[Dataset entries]
○ ○ ○

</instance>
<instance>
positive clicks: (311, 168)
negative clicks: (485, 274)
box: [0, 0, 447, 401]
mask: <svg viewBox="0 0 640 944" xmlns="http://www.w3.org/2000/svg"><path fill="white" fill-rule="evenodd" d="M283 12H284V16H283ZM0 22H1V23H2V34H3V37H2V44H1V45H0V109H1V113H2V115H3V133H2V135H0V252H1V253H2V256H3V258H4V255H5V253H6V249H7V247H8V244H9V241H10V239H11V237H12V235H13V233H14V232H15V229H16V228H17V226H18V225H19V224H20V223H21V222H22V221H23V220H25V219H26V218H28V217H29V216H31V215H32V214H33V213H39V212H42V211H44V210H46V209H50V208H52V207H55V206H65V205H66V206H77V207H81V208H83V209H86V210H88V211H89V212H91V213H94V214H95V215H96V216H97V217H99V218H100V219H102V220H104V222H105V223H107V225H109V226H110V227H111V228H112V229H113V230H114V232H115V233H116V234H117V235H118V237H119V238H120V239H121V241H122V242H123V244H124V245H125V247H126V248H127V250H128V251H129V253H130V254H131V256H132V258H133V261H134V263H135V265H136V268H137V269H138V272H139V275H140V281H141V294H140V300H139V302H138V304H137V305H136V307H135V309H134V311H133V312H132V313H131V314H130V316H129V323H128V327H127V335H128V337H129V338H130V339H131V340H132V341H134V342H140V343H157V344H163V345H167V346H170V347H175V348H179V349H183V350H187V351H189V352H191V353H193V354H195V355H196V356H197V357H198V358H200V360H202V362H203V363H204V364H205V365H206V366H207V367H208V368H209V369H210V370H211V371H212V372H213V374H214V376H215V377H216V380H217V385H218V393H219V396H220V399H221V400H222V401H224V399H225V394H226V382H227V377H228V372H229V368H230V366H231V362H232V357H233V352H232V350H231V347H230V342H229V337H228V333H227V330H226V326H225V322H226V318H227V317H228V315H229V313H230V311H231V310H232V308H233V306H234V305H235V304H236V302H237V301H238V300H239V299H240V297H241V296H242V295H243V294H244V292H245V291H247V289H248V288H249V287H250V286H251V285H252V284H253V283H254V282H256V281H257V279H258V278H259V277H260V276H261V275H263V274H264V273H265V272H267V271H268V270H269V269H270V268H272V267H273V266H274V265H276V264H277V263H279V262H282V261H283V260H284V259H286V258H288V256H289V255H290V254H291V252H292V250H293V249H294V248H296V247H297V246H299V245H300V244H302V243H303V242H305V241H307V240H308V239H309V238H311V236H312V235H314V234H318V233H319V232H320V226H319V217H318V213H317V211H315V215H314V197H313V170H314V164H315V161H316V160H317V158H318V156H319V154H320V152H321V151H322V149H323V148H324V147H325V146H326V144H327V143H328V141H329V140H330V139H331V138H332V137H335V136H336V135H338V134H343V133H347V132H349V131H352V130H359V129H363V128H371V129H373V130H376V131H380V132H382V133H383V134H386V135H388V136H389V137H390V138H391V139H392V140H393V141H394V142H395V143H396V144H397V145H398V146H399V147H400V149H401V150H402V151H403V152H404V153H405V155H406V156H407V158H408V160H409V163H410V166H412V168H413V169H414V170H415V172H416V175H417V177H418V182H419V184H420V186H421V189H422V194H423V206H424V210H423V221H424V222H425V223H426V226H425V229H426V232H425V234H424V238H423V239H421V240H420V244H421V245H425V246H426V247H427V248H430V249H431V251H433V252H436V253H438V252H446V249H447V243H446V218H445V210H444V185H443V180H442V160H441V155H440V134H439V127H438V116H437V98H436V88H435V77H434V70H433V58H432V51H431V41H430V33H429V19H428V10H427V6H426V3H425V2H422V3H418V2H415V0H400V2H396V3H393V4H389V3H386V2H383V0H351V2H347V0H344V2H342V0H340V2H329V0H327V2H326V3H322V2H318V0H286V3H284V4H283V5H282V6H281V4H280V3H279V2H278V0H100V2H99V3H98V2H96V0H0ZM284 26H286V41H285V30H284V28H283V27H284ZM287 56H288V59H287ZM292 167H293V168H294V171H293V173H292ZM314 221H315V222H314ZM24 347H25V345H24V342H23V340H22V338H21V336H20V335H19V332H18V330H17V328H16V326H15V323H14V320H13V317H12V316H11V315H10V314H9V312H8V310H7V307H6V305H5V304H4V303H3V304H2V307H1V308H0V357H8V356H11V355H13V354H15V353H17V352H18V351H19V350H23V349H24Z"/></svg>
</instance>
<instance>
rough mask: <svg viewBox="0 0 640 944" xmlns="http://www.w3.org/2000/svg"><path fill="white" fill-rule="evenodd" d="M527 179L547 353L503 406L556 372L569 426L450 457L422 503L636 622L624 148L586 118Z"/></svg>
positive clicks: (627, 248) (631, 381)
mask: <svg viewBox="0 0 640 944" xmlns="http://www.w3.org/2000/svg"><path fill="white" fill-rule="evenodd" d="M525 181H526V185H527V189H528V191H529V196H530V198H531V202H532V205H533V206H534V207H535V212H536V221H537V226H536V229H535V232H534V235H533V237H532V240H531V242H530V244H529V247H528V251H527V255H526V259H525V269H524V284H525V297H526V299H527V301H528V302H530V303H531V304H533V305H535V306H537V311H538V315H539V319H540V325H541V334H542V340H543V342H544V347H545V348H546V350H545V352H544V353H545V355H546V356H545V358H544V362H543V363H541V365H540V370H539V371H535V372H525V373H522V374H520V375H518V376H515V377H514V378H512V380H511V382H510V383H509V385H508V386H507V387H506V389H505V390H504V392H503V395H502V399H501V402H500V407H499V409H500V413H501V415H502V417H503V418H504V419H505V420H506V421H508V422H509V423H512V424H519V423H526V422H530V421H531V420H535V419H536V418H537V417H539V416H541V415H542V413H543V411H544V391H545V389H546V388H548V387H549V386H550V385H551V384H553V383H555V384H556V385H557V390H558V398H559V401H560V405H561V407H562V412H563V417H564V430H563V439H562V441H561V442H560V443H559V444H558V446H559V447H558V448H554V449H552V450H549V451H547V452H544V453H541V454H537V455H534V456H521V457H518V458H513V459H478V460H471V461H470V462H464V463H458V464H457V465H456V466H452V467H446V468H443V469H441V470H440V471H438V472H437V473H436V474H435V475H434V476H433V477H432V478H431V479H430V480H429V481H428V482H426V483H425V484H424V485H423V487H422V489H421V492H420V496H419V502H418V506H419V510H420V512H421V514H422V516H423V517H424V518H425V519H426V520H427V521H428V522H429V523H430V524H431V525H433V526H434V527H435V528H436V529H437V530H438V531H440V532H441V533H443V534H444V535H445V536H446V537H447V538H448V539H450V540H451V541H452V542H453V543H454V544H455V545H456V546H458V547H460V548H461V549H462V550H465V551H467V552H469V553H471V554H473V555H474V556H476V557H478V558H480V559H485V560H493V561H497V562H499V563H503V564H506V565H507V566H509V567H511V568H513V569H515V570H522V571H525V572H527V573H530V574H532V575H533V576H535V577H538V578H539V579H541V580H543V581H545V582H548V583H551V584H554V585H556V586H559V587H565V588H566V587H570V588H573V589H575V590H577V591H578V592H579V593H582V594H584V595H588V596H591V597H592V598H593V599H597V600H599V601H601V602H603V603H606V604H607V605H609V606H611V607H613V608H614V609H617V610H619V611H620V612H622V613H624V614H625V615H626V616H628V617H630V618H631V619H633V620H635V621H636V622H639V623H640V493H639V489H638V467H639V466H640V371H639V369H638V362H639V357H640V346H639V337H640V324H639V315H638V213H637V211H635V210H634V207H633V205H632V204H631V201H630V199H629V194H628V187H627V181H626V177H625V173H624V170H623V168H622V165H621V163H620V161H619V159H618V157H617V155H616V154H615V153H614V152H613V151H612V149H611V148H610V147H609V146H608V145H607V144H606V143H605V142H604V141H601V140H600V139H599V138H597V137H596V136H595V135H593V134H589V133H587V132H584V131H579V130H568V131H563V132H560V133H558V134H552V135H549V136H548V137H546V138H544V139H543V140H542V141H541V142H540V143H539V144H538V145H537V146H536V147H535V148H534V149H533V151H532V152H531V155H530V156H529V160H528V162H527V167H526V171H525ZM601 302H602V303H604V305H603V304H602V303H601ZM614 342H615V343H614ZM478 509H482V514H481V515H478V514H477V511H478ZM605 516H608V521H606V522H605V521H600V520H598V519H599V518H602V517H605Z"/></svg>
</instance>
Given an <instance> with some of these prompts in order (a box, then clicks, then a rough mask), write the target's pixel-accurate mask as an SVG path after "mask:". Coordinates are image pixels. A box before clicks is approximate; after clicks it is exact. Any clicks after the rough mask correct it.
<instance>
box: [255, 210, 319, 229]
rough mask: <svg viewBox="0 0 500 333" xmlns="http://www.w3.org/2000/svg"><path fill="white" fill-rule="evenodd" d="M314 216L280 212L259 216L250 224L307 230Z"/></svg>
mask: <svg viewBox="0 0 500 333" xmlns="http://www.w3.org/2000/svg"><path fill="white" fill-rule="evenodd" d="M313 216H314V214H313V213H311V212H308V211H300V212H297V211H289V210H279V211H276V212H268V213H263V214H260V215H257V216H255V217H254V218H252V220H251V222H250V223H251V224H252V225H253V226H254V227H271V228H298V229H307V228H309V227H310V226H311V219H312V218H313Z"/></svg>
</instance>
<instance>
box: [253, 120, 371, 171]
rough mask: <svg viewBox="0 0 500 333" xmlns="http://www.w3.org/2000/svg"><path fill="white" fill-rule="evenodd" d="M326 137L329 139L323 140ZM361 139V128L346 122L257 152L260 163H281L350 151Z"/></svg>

○ ○ ○

■ WHAT THE TASK REQUIRES
Rewrite the records from their first line through the line holding "box: [0, 0, 447, 401]", inclusive, as a JSON list of strings with one string per line. Leave out any blank lines.

■ ANSWER BOX
[
  "</instance>",
  "<instance>",
  "positive clicks: (311, 168)",
  "negative clicks: (485, 274)",
  "box: [0, 0, 447, 401]"
]